— The records —
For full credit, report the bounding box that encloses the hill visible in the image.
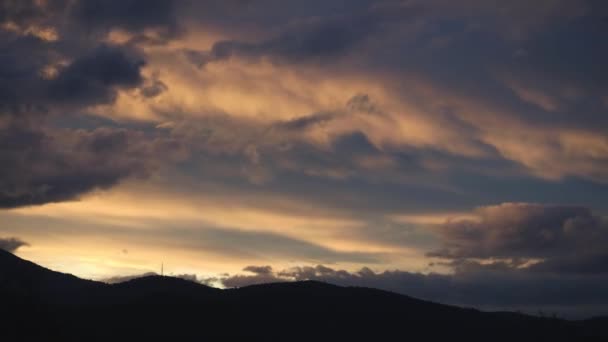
--
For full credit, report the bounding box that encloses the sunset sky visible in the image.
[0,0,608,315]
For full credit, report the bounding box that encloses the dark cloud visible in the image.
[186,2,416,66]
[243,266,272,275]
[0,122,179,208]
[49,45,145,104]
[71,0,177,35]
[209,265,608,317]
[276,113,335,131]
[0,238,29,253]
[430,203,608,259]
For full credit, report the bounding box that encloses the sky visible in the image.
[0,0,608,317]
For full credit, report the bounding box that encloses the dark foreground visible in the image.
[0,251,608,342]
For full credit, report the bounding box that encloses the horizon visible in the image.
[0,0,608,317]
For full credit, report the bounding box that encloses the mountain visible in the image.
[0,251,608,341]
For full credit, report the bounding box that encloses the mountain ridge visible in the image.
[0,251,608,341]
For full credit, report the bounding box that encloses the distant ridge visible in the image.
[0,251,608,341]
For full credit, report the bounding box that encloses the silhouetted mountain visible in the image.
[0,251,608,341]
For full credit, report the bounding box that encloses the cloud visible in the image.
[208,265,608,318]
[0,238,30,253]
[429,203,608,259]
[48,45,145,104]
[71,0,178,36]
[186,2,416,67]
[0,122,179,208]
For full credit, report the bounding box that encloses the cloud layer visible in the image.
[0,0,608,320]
==
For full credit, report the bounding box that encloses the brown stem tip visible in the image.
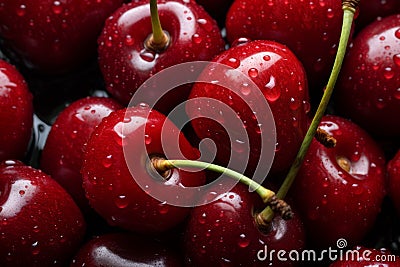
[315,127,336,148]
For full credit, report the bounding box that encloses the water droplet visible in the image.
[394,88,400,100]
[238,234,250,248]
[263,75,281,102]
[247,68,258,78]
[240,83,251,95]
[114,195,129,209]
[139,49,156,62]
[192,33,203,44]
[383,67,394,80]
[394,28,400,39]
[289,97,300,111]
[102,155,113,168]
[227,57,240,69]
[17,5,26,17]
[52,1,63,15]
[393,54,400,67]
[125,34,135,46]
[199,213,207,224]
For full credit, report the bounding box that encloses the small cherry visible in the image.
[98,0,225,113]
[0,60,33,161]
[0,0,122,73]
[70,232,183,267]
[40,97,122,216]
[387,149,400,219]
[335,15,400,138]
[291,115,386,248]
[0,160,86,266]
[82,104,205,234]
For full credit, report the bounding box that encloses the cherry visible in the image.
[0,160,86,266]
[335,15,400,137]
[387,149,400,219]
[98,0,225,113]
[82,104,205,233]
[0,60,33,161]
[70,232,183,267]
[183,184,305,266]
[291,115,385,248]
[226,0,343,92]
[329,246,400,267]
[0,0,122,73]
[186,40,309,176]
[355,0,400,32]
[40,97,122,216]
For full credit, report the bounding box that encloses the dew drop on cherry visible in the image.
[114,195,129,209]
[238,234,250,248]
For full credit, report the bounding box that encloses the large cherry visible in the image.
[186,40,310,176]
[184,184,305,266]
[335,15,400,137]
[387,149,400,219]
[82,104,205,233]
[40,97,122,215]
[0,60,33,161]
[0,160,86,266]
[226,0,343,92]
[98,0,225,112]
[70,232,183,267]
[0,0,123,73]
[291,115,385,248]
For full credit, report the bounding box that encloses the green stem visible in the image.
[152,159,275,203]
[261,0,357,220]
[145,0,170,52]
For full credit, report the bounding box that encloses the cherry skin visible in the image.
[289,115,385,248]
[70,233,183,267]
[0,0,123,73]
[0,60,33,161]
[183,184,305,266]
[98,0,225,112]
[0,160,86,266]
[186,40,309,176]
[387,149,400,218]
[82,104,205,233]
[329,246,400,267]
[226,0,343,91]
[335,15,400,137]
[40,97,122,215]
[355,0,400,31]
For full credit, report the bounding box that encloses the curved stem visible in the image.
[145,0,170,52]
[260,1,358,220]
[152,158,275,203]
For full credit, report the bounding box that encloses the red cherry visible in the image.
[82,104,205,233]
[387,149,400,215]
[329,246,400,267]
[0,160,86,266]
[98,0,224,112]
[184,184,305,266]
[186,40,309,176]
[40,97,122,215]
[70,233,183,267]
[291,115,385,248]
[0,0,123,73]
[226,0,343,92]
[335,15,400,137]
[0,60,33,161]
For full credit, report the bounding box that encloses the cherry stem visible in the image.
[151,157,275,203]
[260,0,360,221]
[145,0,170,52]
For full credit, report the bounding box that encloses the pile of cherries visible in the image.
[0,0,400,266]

— Aim —
In the material above, take everything from the line containing "For full credit, report the bounding box that encloses the small" down to the line containing "[355,0,400,31]", both included, and output it as a numbered list with blank lines left out.

— Exercise response —
1. For full credit, report the bounding box that encloses the small cherry visible in the image.
2. [98,0,225,113]
3. [0,60,33,161]
4. [0,0,122,73]
5. [70,232,183,267]
6. [40,97,122,216]
7. [387,149,400,219]
8. [335,15,400,138]
9. [291,115,386,248]
10. [0,160,86,266]
11. [82,104,205,234]
12. For full credit, report the bounding box that encloses the cherry visible in the image.
13. [0,160,86,266]
14. [335,15,400,137]
15. [387,149,400,219]
16. [98,0,225,113]
17. [82,104,205,233]
18. [0,60,33,161]
19. [70,232,183,267]
20. [183,184,305,266]
21. [291,115,385,248]
22. [226,0,343,92]
23. [329,246,400,267]
24. [0,0,122,73]
25. [186,40,309,176]
26. [355,0,400,32]
27. [40,97,122,216]
28. For full credit, report the bounding box that encloses the dew drop on cherry visible in the image.
29. [114,195,129,209]
30. [238,234,250,248]
31. For full credit, report the bounding box that encloses the large cherry visible in the image.
32. [186,40,310,176]
33. [184,184,305,266]
34. [335,15,400,137]
35. [387,149,400,219]
36. [82,104,205,233]
37. [40,97,122,215]
38. [0,60,33,161]
39. [0,160,86,266]
40. [226,0,343,92]
41. [98,0,225,112]
42. [70,232,183,267]
43. [0,0,123,73]
44. [291,115,385,248]
45. For full credit, report the bounding box that encloses the green stem visible in the image.
46. [152,159,275,203]
47. [261,0,357,220]
48. [145,0,170,52]
49. For full credit, report the bounding box that encloses the cherry skin visible in the image.
50. [289,115,385,248]
51. [70,233,183,267]
52. [0,0,123,73]
53. [0,60,33,161]
54. [183,184,305,266]
55. [98,0,225,112]
56. [0,160,86,266]
57. [186,40,309,176]
58. [387,149,400,218]
59. [82,104,205,233]
60. [329,246,400,267]
61. [226,0,343,91]
62. [335,15,400,137]
63. [40,97,122,215]
64. [355,0,400,31]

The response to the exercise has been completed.